◆ **Written task**
Can the data below be echoed back word for word?

#### Source data ####

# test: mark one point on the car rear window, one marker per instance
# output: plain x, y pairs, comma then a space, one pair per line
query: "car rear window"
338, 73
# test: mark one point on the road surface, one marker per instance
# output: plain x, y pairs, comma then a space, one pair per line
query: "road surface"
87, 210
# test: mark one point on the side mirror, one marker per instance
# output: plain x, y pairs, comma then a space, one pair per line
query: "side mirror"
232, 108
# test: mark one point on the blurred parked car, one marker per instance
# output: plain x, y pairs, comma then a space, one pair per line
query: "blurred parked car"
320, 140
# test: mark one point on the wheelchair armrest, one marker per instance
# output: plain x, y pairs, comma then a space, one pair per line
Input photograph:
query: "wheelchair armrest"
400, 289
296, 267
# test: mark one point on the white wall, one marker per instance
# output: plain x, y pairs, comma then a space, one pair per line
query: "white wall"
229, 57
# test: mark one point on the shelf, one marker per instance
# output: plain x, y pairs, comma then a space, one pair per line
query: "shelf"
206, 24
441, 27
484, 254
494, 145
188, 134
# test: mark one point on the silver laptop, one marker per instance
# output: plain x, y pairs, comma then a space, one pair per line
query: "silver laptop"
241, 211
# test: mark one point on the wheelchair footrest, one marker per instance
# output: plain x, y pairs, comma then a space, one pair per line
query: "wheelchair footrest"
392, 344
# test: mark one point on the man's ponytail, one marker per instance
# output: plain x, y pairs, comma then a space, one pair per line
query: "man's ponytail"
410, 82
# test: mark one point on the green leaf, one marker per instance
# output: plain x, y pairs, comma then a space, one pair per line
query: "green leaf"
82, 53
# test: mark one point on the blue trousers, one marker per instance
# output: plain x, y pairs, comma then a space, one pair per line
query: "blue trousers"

####

◆ **Reply to the exercise**
# test: mark one point on the car rear window, one marker per instance
# output: plain x, y pairs, comma then a space, one pair per line
query: "car rear window"
338, 73
# test: mark one point on the road surface, one marker per instance
# output: plain x, y pairs, comma then a space, one pair per line
query: "road surface"
87, 210
# test: mark one point on the side mirror, one marker per instance
# output: plain x, y pairs, comma then a space, one pair per line
query: "side mirror"
232, 108
# test: mark one point on the blurred parked car, one marker per instance
# output: plain x, y pairs, comma then a space, one pair per line
query: "blurred parked car"
320, 140
# test: mark one point on the wheelchair armrest, one marker per instance
# output: plain x, y pairs, comma then a space, one pair per line
Input photograph:
query: "wheelchair armrest"
400, 289
296, 267
# test: mark one point on the white wall, one marker per instance
# output: plain x, y pairs, comma then a space, one pair per line
query: "white wall"
229, 57
# test: mark one point on the shelf, one marker per instance
# output: plain x, y pairs, comma then a space, one pair per line
query: "shelf"
206, 24
441, 27
484, 254
494, 145
188, 134
# test: mark one point on the silver laptop, one marker per instance
# output: plain x, y pairs, comma then a space, one pair per line
query: "silver laptop"
241, 211
# test: mark one point on the wheelchair footrest, one marker per instance
# output: plain x, y pairs, comma then a space, one pair per line
query: "wheelchair footrest"
392, 344
# test: mark one point on the man's ponytail, one marker per instance
# output: plain x, y pairs, comma then a space, one pair per line
query: "man's ponytail"
410, 82
# test: mark one point on the green leaf, one marker per instance
# output: plain x, y pairs, comma then a space, one pair per line
query: "green leaf"
82, 53
# test: mark one point on the blue trousers, one marker per instance
# output: plain x, y pairs, comma then a space, one pair per line
query: "blue trousers"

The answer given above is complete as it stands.